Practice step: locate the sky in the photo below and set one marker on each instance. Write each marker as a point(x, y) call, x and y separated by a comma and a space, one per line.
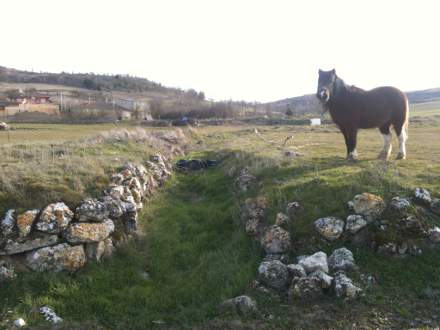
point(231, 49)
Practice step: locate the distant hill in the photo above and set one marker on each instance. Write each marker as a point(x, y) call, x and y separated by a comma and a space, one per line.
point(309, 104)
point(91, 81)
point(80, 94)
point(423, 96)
□ □ □ □
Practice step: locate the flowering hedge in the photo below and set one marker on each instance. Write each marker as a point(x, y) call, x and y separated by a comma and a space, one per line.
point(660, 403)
□ □ □ □
Print the lines exactly as they appear, beginning with the line that contains "Practice step: locate the distant" and stopping after the line that contains "point(423, 96)".

Practice step: locate the distant hill in the photo above and set one marker on each instance. Write each marker as a point(x, y) call, x and y separated by a comma and a space, one per line.
point(309, 104)
point(91, 81)
point(80, 94)
point(423, 96)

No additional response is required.